Restate the full set of records exactly, word for word.

### Listed records

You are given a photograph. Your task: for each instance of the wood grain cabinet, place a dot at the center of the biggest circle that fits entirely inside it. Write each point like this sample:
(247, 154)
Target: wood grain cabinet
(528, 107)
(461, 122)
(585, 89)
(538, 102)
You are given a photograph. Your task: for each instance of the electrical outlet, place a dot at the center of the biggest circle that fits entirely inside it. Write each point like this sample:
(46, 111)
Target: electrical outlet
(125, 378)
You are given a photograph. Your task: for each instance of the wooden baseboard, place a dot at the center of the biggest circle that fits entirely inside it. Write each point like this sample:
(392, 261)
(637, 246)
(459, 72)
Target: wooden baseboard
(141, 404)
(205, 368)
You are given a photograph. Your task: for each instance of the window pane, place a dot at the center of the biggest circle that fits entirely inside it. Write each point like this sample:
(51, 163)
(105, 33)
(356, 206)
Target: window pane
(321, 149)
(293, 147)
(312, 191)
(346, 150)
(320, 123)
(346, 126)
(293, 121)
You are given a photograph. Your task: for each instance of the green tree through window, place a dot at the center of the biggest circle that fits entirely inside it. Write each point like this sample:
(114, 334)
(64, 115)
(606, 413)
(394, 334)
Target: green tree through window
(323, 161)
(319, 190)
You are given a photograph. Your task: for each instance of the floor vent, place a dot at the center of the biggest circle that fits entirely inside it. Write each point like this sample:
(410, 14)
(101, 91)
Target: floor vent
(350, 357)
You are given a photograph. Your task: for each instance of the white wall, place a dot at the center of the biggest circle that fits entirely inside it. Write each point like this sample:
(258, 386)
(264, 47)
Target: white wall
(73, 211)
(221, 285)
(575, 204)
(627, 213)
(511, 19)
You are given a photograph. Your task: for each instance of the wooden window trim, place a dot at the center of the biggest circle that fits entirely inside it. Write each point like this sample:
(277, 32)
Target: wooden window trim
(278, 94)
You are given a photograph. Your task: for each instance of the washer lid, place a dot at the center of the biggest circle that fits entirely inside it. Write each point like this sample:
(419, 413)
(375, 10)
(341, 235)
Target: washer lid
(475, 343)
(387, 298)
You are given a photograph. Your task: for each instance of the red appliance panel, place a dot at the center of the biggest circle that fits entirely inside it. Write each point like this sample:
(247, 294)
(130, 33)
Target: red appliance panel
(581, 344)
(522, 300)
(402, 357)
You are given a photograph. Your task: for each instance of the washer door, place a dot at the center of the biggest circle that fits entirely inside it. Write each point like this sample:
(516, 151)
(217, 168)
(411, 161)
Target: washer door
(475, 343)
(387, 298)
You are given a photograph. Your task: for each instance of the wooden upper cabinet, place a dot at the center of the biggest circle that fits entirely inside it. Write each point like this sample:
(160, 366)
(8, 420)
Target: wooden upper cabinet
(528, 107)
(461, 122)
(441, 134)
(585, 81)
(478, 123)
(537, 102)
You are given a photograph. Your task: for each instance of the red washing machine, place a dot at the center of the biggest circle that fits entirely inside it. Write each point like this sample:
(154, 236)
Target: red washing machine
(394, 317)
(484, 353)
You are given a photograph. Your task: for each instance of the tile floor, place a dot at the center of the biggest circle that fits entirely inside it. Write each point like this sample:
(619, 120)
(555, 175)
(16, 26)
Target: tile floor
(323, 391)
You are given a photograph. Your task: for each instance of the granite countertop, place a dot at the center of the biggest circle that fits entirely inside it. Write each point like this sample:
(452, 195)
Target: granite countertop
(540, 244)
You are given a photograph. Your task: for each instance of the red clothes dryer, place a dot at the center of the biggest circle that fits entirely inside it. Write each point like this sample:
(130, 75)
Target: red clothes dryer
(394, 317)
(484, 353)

######

#### [Solution for this task]
You are given a photograph. Your task: for each instance of the wood grain cabinet, place a dot at the center of the biggest circle that fits entirely inside it. Write each point like this sample:
(247, 154)
Target: wood grain cabinet
(528, 107)
(461, 122)
(585, 89)
(538, 102)
You are given a photograph. Your task: for each instance of the electrical outlet, place a dot at the center of the biggest circle that fits entirely inside it. Write each point like this sample:
(46, 111)
Target: electrical outlet
(125, 378)
You are given a photograph. Your task: for each instance of the wooden baseboard, place a dot at the center of the biggest circle that fits entirely inside it. Write each point like this sample:
(392, 261)
(637, 246)
(459, 72)
Target: wooden baseboard
(141, 404)
(205, 368)
You are given a photograph. Your task: for each instance of the window pane, place a dot at the center of the biggest circle that fits entirely inside it. Write each point like this sample:
(51, 163)
(105, 33)
(356, 206)
Target: window pane
(321, 149)
(293, 147)
(312, 191)
(346, 150)
(320, 123)
(346, 126)
(293, 121)
You are given a photograph. Your task: for each instance of the green tree through window, place a dot at the center of the biggest circle that fits entirely inside it. Write each point like this sample:
(114, 334)
(64, 115)
(606, 413)
(394, 334)
Target: green tree through window
(323, 161)
(319, 190)
You are given a photograph. Your task: for each instance of the floor vent, place a dot at the center of the biggest circle that fits entirely inside it. Write each point like this sample:
(410, 14)
(101, 91)
Target: floor vent
(350, 357)
You are given a photograph. Your task: for each instance of the white wall, place a dot at the center of the biggest circle that fits entirely inside it. Write each point like this sample:
(258, 386)
(264, 47)
Target: white wall
(73, 211)
(221, 285)
(575, 204)
(627, 213)
(511, 19)
You are given a photograph. Your task: for each instance of the wooden window trim, place a dot at the center of the biggest circle that fits entirely inside it. Write each point like this sample:
(277, 32)
Target: wooden window trim
(278, 94)
You are given a photograph. Your task: for each instance of the washer lid, place a dot at the center of the biggest circle that fits entirely inside it. Write each point like this sample:
(419, 413)
(375, 10)
(341, 235)
Target: washer lid
(475, 343)
(387, 298)
You are given a photograph. Your task: for each instance of the red appliance panel, place a dot at the center of the biggest circle that fits entirely inside it. Write each point like this sample:
(247, 294)
(130, 33)
Target: red appliance panel
(581, 344)
(522, 300)
(402, 357)
You are given a photograph. Your task: for each instance of the washer door, place a dot at the center of the biggest circle that fits entirely inside it. Write each point like this sample:
(516, 151)
(217, 168)
(411, 161)
Target: washer door
(475, 343)
(387, 298)
You are given a photograph. Your task: for each instance of the wooden upper cabinet, place a dot at the center of the biggest circle that fits entirely inside it. Write each point like this sample:
(160, 366)
(8, 420)
Target: wooden upper cabinet
(528, 107)
(461, 122)
(441, 134)
(585, 81)
(478, 123)
(537, 102)
You are given a photograph. Your task: for each instance of the red washing machine, place a dot at the center of the biggest circle that fits entirely inside it. Write each point like this sample:
(154, 236)
Target: red washing machine
(394, 317)
(484, 353)
You are given a photograph. Your task: for each instance of the tile floor, place a dot at the center of the biggest circle that fits entirely inside it. Write each point like this sample:
(619, 120)
(555, 175)
(16, 26)
Target: tile floor
(323, 391)
You are given a photograph. Your task: for each instance of the granite countertop, place a dot at the center of the biggest circle that fits entirely inside it. Write each point like this sample:
(452, 195)
Target: granite countertop
(540, 244)
You are given a photograph. Your task: for each instance of the red clothes dryer, place a dot at the center of the biggest circle that fits entirely inside it. Write each point like this sample:
(130, 75)
Target: red clothes dryer
(394, 317)
(484, 353)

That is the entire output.